*TUJUAN 1:* Terjemahkan kalimat "Kelas atas atau elit adalah mereka yang memiliki dan menguasai modal." dari teks tentang pendekatan masalah perkotaan ke dalam bahasa Inggris.
*TUJUAN 2:* Menurut teks tentang pendekatan masalah perkotaan, kelas sosial di kota umumnya dibagi menjadi berapa kelompok besar?

*TEKS YANG DIBERIKAN:*
************
Tentang Pendekatan Masalah Perkotaan [2]

Pendekatan berikutnya dalam memahami masalah perkotaan adalah  pendekatan kritis. Apa itu pendekatan kritis? Sederhananya pendekatan yang terinspirasi dari pikiran-pikiran Karl Marx (1818-1883) ini bisa dijelaskan sebagai berikut: Pertama, kota dihuni oleh beragam kelas sosial masyarakat. Kelas-kelas sosiologis ini umumnya dibagi menjadi tiga kelompok besar, yaitu: kelompok paling bawah, kelompok tengah, dan kelompok atas.

Kelas paling bawah adalah mereka yang paling rentan, paling rawan, dan bisa jadi dalam posisi marginal. Dalam Bahasa James C. Scott disebutkan mereka ini ibarat orang yang sudah tenggelam dan tinggal jari telunjuknya saja yang terlihat. Sehingga ombak sekecil apapun pasti menenggelamkannya. Mereka di antaranya masyarakat yang berprofesi sebagai buruh harian, pengangguran, dan kelompok-kelompok lain yang tidak memiliki basis penghasilan tetap.

Kelas tengah biasanya adalah mereka yang memiliki skill, dan dengan skill itu dia bisa hidup dan merencanakan jenjang dan karir kehidupannya dengan baik. Mereka juga bisa dikatakan kelompok professional, yang tingkat ketergantungganya kepada modal ekonomi yang dimiliki oleh investor dan pemodal besar, tidak terlalu kuat. Mereka bisa dibilang cukup independen, karena dengan skillnya memungkinkan ia meraih berbagai hal tanpa harus menggantungkan diri kepada seseorang atau sesuatu.

Kelas atas atau elit adalah mereka yang memiliki dan menguasai modal. Modal tidak hanya berupa uang kekayaan semata, tetapi juga pengaruh, jaringan, dan kepintaran. Kelompok ini sangat mungkin melakukan berbagai hal, terutama yang terkait dengan penataan berbagai hal dalam kehidupan masyarakat.

Kedua, menurut pendekatan ini, setiap kelas terlibat dalam satu proses historis yang tidak berkesudahan: kontestasi atau konflik. Di mana konflik itu merebutkan berbagai sumberdaya yang tersedia dalam kehidupan mereka. Konflik inilah basis di mana setiap orang bergerak, pindah, melompat, atau kemudian jatuh terjerembab.
************
*DAFTAR ENTRI:*
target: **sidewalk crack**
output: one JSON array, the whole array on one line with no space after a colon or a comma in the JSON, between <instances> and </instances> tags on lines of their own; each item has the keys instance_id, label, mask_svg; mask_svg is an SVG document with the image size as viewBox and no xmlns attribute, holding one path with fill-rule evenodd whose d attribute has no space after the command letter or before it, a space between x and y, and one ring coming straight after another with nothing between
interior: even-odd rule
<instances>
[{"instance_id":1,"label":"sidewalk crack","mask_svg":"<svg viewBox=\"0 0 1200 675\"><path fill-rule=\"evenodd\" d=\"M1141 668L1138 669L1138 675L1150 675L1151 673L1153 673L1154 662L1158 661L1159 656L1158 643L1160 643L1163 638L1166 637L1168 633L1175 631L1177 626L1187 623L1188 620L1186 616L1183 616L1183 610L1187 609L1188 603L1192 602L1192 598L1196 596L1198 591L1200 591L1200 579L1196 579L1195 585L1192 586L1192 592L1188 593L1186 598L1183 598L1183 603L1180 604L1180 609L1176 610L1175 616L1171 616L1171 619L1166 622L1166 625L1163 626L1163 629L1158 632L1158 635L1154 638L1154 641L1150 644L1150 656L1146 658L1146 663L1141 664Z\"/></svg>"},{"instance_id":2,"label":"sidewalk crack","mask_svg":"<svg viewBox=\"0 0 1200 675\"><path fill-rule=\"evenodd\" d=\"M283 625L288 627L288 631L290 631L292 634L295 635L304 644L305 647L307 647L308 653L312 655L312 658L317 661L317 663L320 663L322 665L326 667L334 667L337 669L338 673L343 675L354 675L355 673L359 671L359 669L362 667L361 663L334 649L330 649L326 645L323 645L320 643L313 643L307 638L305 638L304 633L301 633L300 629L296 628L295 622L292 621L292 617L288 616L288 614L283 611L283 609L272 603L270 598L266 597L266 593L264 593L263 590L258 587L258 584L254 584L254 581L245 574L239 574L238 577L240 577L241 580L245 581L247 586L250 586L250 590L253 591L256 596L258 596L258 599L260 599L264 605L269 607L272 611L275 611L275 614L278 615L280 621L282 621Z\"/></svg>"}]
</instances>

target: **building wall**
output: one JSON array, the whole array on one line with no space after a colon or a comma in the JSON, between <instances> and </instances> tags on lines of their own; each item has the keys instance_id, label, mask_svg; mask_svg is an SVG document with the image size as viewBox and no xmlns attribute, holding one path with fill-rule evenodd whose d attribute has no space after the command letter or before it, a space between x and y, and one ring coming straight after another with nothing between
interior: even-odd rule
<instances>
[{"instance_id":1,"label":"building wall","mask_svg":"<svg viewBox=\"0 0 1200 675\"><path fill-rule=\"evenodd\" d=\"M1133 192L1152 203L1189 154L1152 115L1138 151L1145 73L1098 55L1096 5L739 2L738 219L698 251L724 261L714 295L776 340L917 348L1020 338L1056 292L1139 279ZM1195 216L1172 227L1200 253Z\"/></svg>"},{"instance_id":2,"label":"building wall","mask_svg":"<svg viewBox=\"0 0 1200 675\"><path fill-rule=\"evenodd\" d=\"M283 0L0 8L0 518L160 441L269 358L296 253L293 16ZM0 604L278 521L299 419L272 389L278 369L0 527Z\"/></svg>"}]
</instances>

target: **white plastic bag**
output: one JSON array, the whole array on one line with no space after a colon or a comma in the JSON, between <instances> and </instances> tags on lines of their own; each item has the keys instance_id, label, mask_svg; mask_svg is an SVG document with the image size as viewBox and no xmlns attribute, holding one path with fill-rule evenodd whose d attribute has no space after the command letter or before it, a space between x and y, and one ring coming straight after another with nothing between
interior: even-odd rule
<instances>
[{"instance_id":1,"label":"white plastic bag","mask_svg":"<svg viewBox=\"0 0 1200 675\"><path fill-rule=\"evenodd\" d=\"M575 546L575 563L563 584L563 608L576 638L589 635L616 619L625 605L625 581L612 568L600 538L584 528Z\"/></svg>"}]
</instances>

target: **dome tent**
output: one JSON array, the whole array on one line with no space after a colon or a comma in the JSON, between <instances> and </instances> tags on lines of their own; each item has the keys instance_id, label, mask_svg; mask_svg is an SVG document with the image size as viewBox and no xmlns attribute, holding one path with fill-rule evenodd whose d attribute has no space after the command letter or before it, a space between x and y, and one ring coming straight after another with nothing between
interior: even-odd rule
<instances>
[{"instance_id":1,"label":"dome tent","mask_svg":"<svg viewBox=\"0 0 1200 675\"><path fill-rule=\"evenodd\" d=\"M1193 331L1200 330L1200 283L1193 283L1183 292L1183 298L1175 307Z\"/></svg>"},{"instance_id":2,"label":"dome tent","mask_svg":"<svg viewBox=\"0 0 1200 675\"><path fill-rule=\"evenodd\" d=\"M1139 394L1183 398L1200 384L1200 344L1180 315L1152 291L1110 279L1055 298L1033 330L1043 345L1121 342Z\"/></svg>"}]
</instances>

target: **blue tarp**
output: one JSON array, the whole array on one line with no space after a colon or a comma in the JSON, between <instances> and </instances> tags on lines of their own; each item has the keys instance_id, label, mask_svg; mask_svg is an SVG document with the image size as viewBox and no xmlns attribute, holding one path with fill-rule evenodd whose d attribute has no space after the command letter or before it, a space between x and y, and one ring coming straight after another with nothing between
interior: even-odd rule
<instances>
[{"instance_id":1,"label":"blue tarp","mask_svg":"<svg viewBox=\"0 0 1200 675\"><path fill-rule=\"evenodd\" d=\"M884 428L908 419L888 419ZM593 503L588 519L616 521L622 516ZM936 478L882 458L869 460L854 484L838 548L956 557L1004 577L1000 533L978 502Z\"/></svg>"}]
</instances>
************
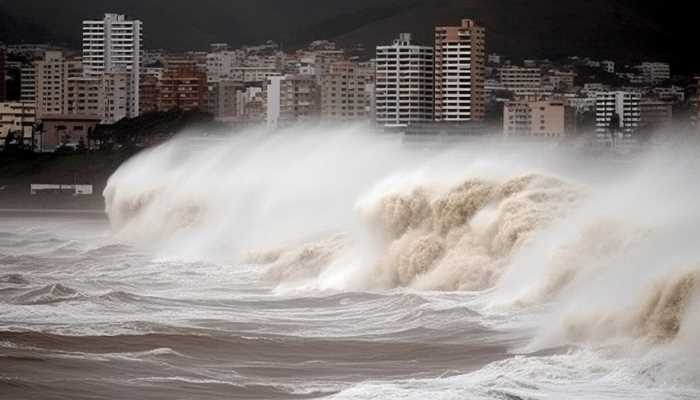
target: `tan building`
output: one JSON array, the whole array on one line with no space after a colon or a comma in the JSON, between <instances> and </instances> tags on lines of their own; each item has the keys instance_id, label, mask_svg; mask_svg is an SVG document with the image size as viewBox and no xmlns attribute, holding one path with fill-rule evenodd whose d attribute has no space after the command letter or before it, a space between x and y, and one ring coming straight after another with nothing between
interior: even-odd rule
************
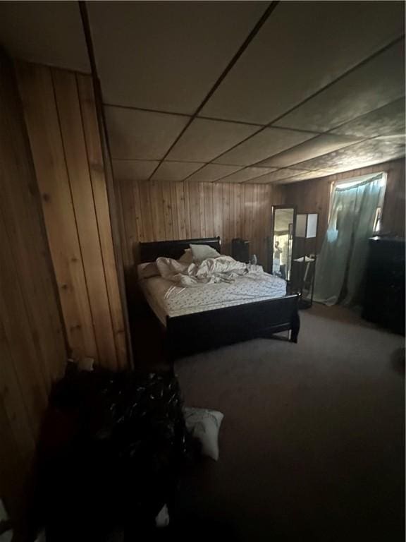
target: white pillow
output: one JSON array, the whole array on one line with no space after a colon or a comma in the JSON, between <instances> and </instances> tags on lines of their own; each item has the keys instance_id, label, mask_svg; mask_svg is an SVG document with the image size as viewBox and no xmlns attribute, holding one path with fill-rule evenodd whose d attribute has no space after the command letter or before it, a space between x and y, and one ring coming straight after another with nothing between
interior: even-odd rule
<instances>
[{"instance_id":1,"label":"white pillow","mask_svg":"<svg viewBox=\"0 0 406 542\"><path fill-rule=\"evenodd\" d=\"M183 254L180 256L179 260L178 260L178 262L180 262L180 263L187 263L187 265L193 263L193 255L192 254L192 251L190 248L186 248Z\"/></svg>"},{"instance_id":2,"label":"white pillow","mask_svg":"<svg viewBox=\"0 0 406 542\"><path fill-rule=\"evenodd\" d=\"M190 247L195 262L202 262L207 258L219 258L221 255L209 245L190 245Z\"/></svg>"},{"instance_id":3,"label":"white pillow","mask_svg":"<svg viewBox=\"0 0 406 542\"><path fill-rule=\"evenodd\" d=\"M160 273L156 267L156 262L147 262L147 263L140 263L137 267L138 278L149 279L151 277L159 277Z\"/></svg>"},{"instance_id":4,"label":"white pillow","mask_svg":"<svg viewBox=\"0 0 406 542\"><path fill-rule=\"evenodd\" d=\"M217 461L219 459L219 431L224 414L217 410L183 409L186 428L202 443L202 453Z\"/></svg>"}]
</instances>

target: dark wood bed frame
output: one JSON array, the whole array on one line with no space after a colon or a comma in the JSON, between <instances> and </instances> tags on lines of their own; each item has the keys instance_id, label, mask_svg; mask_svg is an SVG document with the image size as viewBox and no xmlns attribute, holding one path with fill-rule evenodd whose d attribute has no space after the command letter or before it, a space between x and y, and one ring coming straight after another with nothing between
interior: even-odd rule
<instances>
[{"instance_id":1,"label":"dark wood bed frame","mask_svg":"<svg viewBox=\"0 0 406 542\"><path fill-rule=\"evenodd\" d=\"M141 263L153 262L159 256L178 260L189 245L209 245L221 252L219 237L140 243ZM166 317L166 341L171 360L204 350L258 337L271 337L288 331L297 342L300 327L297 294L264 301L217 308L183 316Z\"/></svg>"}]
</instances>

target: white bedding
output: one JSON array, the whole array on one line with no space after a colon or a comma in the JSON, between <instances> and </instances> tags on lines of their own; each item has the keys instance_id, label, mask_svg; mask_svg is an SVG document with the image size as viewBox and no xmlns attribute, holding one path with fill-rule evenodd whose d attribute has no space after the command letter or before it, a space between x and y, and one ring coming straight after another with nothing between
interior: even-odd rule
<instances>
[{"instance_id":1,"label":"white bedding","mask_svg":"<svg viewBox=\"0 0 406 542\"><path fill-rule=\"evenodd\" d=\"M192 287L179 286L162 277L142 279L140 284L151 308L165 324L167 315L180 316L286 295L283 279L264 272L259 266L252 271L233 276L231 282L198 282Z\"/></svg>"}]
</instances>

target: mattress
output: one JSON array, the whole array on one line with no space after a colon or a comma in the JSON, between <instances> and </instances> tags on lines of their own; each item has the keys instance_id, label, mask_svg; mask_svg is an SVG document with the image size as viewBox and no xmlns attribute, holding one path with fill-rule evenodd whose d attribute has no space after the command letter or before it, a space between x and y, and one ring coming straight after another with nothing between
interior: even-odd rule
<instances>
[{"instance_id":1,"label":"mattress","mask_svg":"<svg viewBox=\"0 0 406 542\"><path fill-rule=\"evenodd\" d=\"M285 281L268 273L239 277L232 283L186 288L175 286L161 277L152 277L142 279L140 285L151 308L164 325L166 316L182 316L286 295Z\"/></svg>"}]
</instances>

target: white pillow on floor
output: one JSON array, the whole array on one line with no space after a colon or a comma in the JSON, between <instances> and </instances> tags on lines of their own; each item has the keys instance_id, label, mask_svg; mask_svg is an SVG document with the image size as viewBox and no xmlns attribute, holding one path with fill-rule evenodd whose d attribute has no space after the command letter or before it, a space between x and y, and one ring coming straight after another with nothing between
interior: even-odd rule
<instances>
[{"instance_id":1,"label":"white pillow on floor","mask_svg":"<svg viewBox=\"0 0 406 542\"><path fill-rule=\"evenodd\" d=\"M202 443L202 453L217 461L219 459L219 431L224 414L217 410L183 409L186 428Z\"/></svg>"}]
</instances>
************
*HASIL TUGAS 1:* The upper class, or elite, are those who own and control capital.

*HASIL TUGAS 2:* Tiga kelompok besar: kelompok paling bawah, kelompok tengah, dan kelompok atas.